------ EXERCISE DATA
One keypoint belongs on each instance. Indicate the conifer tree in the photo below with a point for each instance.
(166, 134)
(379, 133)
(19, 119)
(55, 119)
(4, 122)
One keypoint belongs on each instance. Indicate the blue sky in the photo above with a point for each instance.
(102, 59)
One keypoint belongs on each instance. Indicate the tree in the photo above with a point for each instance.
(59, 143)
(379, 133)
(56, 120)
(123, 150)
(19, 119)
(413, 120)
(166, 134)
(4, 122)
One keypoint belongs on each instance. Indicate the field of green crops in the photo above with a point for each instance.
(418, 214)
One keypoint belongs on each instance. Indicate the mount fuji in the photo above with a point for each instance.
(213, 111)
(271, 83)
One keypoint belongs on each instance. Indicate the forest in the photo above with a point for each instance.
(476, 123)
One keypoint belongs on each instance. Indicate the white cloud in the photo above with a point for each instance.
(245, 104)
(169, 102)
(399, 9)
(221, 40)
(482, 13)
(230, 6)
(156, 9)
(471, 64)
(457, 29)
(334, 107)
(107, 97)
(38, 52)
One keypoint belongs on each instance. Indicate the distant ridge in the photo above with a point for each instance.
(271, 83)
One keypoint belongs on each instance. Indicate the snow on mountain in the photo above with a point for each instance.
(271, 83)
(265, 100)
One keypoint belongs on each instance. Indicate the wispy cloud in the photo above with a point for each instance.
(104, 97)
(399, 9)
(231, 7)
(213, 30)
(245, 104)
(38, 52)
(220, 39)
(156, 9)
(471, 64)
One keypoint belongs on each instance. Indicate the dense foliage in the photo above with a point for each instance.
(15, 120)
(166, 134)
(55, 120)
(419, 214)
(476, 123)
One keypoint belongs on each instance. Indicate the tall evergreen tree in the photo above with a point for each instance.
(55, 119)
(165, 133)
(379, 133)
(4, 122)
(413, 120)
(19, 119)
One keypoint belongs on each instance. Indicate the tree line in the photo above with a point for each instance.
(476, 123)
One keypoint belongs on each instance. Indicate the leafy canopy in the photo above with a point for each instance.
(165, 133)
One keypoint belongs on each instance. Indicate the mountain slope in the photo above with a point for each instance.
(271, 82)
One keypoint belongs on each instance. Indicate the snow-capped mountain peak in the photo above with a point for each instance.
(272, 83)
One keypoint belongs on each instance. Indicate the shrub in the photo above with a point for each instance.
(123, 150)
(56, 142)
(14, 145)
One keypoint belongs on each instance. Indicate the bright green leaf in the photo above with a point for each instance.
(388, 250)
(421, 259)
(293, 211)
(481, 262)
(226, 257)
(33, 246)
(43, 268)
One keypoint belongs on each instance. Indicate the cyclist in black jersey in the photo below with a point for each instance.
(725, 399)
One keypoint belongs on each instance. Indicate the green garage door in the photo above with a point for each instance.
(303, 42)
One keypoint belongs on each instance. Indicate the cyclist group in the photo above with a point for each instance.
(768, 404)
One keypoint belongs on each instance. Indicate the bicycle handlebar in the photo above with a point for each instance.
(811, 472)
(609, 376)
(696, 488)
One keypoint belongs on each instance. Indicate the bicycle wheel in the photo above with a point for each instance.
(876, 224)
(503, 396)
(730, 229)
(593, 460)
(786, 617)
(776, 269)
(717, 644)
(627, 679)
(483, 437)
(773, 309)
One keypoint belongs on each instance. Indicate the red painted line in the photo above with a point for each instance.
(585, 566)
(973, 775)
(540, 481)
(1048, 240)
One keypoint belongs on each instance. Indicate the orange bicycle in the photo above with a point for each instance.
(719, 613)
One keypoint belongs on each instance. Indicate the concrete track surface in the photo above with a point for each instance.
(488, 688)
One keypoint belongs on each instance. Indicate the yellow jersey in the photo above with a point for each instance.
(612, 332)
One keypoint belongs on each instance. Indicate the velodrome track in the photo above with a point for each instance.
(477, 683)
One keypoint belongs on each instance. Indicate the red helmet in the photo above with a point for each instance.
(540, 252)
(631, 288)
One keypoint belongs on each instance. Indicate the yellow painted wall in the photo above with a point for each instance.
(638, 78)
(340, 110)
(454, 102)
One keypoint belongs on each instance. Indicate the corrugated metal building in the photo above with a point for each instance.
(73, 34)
------------
▶ _BRIEF_: Copy every one of the rows above word for word, without changing anything.

▶ _TASK RESULT_:
One keypoint belongs on each instance. Indicate the conifer tree in the photo below with a point for each instance.
(166, 134)
(379, 133)
(19, 119)
(55, 119)
(4, 122)
One keypoint belongs on each instance. Indicate the blue sky in the photo above with a point for each instance.
(102, 59)
One keypoint belongs on each instance. Indicate the tree in the photo above with a point for each instance.
(59, 143)
(379, 133)
(56, 120)
(123, 150)
(19, 119)
(413, 120)
(166, 134)
(4, 122)
One keypoint belongs on each instance. Indicate the field of green crops in the photo above with a point for each instance.
(418, 214)
One keypoint belongs on each instance. Indicate the mount fuji in the photo above with a point for each instance.
(213, 111)
(271, 83)
One keypoint belongs on each instance. Indicate the forest in the photo above with a point for each instance.
(476, 123)
One keypoint belongs on each instance. Indicate the white cloud in the photo above with a point for each instance.
(245, 104)
(169, 102)
(399, 9)
(221, 40)
(482, 13)
(230, 6)
(156, 9)
(471, 64)
(457, 29)
(334, 107)
(107, 97)
(38, 52)
One keypoint belongs on each instance. Indicate the distant ridge in the photo above with a point for each instance.
(271, 83)
One keypoint belongs on each instance. Indicate the snow on mountain in the photo above with a point for each instance.
(271, 83)
(265, 100)
One keypoint belongs on each instance. Indicate the wispy cloud in the photo above with a point for each instance.
(104, 97)
(399, 9)
(231, 7)
(213, 30)
(245, 104)
(38, 52)
(220, 39)
(156, 9)
(471, 64)
One keypoint belongs on each instance. Indicate the dense foliage in the photo above with a point for each instance.
(15, 120)
(166, 134)
(55, 120)
(419, 214)
(476, 123)
One keypoint belongs on each instance. Indicate the tall evergreen tree in the photo above with a point for each instance.
(55, 119)
(165, 133)
(379, 133)
(4, 122)
(413, 120)
(19, 119)
One keypoint belongs on each instance. Indicate the tree line in the photo above with a point for each instance.
(476, 123)
One keypoint belongs on each instance. Indicate the leafy canopy in the photo above with a point for each instance.
(165, 133)
One keypoint belongs on each instance. Indicate the mountain slope in the photo above with a point for each instance.
(271, 82)
One keypoint belongs on each instance. Indicate the snow-capped mountain peak in the photo above with a point for each instance.
(272, 83)
One keypoint belongs on each instance. Indicate the shrub in the photo above with a point for each instance.
(123, 150)
(56, 142)
(14, 145)
One keypoint belongs on each instance. Indicate the bright green leaf in the photo above with a point for each instance.
(388, 250)
(421, 259)
(293, 211)
(481, 262)
(226, 257)
(33, 246)
(43, 268)
One keypoint belongs on each instance. Indicate the cyclist in black jersey in the photo below with a point for each instance.
(725, 399)
One keypoint belongs on each instance. Indicate the green garage door in the photo above with a point for each instance.
(303, 42)
One keypoint belongs on each instance. Indicate the cyclist group in the photo above with a point for each instance.
(768, 404)
One keypoint belongs on each instance. Indicate the bicycle handlebar in the photo above with a point for each instance.
(811, 472)
(609, 376)
(696, 488)
One keypoint belongs on each instance. Indicate the bicycle wheel in the photo above with a point for each instance.
(876, 224)
(503, 396)
(730, 229)
(593, 460)
(786, 617)
(776, 269)
(717, 644)
(627, 679)
(483, 437)
(773, 309)
One keypoint belongs on each instance. Indicate the red painted line in the photo above with a point for each instance.
(585, 566)
(973, 775)
(540, 481)
(1048, 240)
One keypoint belongs on each instance. Indicate the orange bicycle in the photo above with a point for each instance.
(719, 613)
One keypoint belongs on each instance. Indicate the concrete track surface in the photo above with a point for each instance.
(488, 688)
One keypoint belongs on each instance. Indicate the yellow jersey in the photo above with a point for each instance.
(612, 332)
One keypoint belongs on each instance. Indicate the velodrome track in the photo above with a point for each instance.
(477, 683)
One keypoint belongs on each instance. Indicate the red helmet in the photo above with a point for each instance.
(540, 252)
(631, 288)
One keypoint belongs on each instance. Indicate the yellow painted wall in the photo above with a point for each instance.
(638, 78)
(340, 110)
(454, 102)
One keypoint belongs on each instance. Indicate the corrugated metal building in the photo above with a point for each instance.
(73, 34)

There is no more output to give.